• **Work instruction**: Give back exactly the lines from the one holding "Need: indicate the gold" to the last line of the entries, both included, and nothing more.

[Referring expression data]
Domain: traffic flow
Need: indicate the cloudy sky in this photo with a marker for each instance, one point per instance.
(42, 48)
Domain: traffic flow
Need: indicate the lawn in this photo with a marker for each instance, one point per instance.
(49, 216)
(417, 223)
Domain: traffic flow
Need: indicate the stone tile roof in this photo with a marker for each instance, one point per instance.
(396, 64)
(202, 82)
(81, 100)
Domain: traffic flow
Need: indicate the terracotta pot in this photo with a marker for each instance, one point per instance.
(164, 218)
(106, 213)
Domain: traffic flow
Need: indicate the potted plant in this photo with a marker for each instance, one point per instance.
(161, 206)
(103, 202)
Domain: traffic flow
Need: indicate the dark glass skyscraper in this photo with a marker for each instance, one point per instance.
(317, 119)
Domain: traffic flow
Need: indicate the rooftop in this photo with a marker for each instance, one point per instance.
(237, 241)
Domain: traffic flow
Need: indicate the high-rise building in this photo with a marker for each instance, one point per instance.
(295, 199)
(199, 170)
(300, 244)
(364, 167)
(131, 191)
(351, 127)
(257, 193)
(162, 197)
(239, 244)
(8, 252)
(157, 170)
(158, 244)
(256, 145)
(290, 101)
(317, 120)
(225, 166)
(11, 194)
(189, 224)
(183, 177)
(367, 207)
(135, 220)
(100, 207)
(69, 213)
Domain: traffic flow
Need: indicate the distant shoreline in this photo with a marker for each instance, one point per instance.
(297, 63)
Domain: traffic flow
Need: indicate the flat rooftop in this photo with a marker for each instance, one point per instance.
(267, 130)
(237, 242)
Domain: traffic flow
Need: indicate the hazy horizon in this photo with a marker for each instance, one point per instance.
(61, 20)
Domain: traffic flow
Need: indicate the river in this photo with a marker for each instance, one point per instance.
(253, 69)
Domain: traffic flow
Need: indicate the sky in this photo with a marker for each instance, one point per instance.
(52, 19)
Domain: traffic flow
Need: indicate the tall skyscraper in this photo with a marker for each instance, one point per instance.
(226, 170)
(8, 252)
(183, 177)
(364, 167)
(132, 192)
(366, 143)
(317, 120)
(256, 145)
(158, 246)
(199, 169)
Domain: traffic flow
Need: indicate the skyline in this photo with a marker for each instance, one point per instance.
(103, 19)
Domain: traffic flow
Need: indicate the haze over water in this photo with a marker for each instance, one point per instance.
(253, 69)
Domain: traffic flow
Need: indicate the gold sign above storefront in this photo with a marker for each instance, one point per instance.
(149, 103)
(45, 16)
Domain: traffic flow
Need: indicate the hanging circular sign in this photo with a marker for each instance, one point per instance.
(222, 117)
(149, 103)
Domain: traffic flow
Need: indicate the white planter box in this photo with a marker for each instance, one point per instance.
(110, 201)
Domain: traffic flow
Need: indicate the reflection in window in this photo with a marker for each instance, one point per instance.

• **Response**:
Need: indicate the gold sign above storefront in this photo with a marker for each instance, one point per instance.
(149, 103)
(45, 16)
Domain: traffic flow
Need: indicate the hanging circular sign in this photo with a marker for each instance, one point per instance.
(222, 117)
(149, 103)
Domain: traffic flow
Need: indicate the white planter box in this photo with a marker for each instance, one point per instance.
(110, 201)
Domain: traffic flow
Need: indicate the reflection in window in this photo with a marker for each instance, one point per instance.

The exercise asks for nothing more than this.